● SHORT TASK A
Print the Giyani passage word for word, everything from "Land claims" down to "a host village.".

● SUPPLIED TEXT
-----

The Old Parliament Buildings in Giyani, the ministerial houses as well as the Palace of the Chief Minister of Gazankulu were built on what used to be the Chief's Kraal and headquarters of the Risinga Community. Across the main road, the Risinga Community used to drive their herds of cattle for grazing at a place known today as Giyani Golf course. Giyani Section E, Section A, Section D1 and D2 and CBD of Giyani, known as Bendstore were villages of the Risinga Community. The Risinga Community was forcefully removed from their land during the 1960s in order to make way for the new Capital of Gazankulu and were relocated at the foothills of Man'ombe Mountain in Homu Block 14 and Makoxa Village with their chief, Hosi Homu Chabalala.

Land claims 
The Risinga Community, under Hosi Homu Chabalala successfully claimed back their land, which includes; Giyani Section E, Section A, Section D1 and D2 and some parts of Section F, the whole of Man'ombe Mountain nature reserve and the entire Giyani CBD was given back to Hosi Homu Chabalala under the settlements scheme with Government. While the other Chabalala headman, Hosi Siyandhanim, successfully claimed some parts of Giyani Section E and section F and the western portion of Giyani CBD, Mapuve, Jim Nghalalume and Siyandhani as a host village.

Hosi Maswanganyi (Mavhusa) also successfully claimed back their land, which includes: Gandlanani, Basani, N'wamankena, Dingamadzi, Sikhunyani, Kremetart, Dzingidzingi A, B and C, Bode A and B, Mencisi and Maswanganyi Village. Hosi Khakhala also successfully claimed back their land, which includes: Muyexe Block 01, Mninginisi Block 02, Mninginisi Block 03, N'wadzekudzeku Block 04, Shivulani Block 05A, Mbatlo Block 05B, Mavalani Block 06, Thomo Block 07, Khakhala Block 08A, Mhlava Block 08B, and Gawula Block 09 Village.

Culture
Most residents of Giyani speak Xitsonga as their first language. The Tsonga women perform the xibelani dance'and called the dance Xigaza, the men enjoy mpuluto and makhwaya. The Tsonga people also engage in a custom dance called mchongolo''. Xibelani is an African skirt designed to make the wearer's hips look bigger so that the hip movement during the xibelani dance can be more apparent. The Tsonga people have their own distinct music when the xibelani dance is performed.

The staple diet in Giyani is maize porridge (vuswa or pap in Afrikaans and rice often eaten with meat, chicken and vegetables (matsavu)).

-----

Data items:
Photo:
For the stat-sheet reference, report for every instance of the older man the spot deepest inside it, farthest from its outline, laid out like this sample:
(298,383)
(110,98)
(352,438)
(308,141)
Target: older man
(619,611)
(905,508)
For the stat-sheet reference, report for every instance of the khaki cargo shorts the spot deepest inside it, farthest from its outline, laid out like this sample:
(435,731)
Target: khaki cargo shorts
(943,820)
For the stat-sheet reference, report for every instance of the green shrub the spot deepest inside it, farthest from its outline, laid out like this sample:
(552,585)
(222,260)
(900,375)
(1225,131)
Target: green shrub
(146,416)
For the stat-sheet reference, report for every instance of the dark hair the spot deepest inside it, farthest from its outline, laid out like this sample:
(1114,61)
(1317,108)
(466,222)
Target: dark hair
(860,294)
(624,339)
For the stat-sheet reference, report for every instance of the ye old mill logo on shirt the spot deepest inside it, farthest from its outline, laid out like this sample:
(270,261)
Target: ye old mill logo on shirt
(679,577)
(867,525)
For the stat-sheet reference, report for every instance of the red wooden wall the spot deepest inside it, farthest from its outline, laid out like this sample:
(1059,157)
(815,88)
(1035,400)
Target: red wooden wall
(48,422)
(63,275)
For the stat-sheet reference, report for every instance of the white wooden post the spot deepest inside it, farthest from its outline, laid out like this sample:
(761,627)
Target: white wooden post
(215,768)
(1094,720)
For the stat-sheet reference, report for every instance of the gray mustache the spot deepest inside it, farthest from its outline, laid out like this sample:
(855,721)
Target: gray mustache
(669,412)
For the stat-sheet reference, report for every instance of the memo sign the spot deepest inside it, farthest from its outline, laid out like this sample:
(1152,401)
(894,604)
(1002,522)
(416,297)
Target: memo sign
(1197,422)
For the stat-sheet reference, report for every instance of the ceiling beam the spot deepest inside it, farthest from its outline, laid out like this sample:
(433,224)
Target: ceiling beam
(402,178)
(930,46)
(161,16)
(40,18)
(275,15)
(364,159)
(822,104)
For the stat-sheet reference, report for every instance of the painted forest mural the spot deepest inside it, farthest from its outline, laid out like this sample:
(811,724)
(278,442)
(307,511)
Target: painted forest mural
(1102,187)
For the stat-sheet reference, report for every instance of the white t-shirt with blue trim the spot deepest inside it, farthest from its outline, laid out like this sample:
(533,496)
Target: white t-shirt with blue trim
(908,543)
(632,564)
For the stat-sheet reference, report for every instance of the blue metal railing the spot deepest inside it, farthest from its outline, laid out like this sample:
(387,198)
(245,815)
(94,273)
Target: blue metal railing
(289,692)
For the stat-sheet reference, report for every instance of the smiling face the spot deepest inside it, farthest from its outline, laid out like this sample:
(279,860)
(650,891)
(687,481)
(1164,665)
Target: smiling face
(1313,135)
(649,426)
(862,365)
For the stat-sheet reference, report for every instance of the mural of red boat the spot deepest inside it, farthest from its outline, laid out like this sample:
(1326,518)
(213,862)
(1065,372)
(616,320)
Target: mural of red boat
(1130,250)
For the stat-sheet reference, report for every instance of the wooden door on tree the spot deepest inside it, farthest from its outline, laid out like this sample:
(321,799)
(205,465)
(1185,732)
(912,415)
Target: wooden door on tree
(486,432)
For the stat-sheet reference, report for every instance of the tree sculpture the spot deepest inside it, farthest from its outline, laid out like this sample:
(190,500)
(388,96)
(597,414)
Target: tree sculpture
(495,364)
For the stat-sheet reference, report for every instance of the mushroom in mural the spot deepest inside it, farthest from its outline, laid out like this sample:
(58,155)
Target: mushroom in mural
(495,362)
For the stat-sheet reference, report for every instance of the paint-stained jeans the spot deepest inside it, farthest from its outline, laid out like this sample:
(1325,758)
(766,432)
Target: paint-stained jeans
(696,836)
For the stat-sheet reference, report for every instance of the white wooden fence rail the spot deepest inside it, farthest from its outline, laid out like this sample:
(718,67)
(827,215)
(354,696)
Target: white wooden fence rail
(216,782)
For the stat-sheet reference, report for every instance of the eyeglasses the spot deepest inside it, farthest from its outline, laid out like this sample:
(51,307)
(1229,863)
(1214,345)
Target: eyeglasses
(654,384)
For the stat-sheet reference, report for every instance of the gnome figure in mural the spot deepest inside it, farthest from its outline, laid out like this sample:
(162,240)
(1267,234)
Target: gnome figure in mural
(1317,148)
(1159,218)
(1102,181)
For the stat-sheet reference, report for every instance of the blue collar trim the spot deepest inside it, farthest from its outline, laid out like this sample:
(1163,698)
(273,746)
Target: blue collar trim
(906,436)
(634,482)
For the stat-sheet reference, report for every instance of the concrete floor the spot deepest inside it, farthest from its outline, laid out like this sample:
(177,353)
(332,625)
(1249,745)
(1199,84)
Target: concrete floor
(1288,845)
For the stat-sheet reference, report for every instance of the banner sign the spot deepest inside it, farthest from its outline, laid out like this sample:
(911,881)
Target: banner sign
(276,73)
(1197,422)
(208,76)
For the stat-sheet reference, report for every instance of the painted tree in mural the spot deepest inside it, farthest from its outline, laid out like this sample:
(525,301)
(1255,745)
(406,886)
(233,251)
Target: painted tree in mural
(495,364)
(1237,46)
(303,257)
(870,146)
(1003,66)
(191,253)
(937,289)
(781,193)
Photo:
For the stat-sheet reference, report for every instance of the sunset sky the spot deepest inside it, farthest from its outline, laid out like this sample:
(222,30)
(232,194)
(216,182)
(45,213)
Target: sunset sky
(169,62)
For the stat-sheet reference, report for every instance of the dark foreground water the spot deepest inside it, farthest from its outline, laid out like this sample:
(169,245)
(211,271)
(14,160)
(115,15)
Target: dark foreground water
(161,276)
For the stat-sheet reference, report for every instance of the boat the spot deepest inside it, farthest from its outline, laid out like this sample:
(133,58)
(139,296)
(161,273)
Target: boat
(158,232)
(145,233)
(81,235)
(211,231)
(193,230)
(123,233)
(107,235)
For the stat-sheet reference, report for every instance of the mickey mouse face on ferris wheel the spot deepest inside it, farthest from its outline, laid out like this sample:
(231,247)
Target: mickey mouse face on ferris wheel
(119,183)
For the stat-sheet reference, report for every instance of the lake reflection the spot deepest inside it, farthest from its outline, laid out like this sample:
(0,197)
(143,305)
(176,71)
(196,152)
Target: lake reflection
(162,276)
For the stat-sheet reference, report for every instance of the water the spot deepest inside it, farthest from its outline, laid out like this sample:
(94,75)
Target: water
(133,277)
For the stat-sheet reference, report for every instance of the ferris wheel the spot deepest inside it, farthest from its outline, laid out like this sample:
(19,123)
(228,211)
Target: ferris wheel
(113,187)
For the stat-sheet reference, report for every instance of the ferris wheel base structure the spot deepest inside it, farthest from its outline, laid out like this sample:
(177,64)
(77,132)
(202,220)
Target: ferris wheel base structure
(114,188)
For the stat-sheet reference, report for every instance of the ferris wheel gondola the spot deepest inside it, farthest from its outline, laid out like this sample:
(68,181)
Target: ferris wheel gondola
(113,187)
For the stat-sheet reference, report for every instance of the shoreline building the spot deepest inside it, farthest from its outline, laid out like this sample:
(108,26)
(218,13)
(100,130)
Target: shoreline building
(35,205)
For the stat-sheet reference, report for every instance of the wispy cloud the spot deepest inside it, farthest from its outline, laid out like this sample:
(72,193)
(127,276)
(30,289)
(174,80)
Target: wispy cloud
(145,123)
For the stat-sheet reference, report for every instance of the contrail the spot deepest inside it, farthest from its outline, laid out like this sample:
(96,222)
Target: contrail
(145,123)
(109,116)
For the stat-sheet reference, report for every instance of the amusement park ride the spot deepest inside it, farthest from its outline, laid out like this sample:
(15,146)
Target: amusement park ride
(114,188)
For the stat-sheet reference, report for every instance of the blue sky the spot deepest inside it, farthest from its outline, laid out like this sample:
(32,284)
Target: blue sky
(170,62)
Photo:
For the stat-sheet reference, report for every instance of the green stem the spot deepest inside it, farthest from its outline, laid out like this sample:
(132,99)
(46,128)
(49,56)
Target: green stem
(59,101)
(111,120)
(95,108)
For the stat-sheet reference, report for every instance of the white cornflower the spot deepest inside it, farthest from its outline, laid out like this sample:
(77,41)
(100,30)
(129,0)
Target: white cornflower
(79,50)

-----

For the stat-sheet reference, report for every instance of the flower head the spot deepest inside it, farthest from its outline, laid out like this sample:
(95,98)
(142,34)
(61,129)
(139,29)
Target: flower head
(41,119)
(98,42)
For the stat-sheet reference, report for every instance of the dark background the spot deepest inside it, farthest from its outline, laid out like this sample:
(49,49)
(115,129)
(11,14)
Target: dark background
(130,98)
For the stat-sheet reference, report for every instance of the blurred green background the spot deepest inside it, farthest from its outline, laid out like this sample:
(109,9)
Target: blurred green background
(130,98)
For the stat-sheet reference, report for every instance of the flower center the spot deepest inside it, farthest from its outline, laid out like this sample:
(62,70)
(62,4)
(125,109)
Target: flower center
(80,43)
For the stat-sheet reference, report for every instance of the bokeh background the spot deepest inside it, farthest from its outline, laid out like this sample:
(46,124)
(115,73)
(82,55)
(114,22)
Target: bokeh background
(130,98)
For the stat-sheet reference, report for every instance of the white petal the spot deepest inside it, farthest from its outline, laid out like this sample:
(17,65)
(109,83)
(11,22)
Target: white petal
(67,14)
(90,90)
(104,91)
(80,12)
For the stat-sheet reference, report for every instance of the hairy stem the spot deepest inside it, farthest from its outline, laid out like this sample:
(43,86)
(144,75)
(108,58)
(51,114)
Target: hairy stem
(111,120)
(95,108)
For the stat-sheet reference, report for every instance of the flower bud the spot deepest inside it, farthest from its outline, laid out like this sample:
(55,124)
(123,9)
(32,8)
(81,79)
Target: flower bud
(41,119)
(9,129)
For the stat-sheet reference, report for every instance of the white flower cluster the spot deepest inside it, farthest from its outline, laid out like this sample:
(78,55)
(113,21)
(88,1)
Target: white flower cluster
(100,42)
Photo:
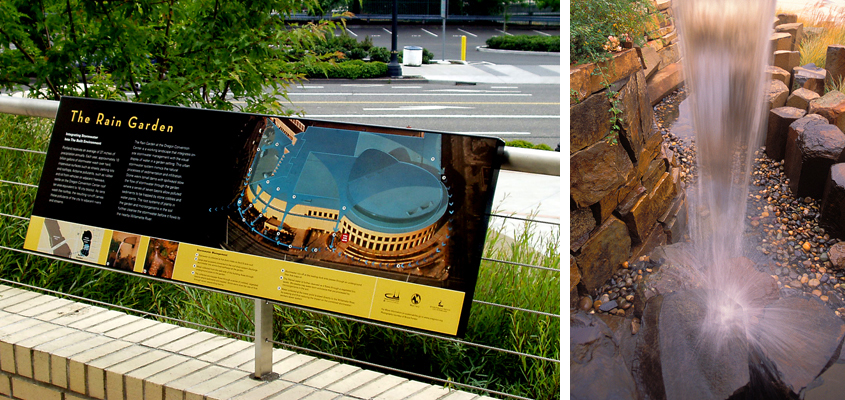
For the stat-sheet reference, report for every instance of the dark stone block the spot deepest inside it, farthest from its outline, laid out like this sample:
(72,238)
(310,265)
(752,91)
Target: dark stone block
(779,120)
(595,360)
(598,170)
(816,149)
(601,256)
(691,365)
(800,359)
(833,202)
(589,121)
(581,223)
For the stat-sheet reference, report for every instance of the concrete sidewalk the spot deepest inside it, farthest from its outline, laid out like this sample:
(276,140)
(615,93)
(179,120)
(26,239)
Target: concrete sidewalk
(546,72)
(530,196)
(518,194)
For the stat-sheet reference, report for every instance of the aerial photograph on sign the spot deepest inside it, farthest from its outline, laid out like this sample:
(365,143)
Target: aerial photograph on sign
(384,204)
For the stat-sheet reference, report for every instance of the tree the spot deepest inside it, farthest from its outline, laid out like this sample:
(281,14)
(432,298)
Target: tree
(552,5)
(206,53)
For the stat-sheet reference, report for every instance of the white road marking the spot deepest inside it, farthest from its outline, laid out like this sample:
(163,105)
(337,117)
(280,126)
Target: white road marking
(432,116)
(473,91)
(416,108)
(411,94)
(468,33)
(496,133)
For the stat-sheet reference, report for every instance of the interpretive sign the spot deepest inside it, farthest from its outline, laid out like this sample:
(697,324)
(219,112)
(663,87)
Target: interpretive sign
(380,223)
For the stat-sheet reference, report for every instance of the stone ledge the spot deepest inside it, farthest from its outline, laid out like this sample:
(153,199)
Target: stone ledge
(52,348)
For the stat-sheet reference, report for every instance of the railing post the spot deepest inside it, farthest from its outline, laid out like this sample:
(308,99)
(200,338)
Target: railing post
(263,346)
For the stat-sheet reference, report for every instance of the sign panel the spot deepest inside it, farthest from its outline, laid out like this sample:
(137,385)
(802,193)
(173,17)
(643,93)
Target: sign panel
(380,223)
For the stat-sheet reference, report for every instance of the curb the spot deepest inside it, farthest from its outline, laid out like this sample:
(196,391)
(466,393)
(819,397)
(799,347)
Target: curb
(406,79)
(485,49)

-----

● SHORT TASK B
Return every line of the rows above that contains the word "stone".

● EXERCISE RESULT A
Land claims 
The Risinga Community, under Hosi Homu Chabalala successfully claimed back their land, which includes; Giyani Section E, Section A, Section D1 and D2 and some parts of Section F, the whole of Man'ombe Mountain nature reserve and the entire Giyani CBD was given back to Hosi Homu Chabalala under the settlements scheme with Government. While the other Chabalala headman, Hosi Siyandhanim, successfully claimed some parts of Giyani Section E and section F and the western portion of Giyani CBD, Mapuve, Jim Nghalalume and Siyandhani as a host village.

● EXERCISE RESULT B
For the stat-sheet reference, report for every instance of the dark stone block the spot deepest inside it, farthest from its outline, laid out like this sample:
Target: dark stone block
For the stat-sheet reference, report for every instance of the stone ledge the spot deepest inside it, farthest from its outline, laid out like this sample:
Target: stone ledge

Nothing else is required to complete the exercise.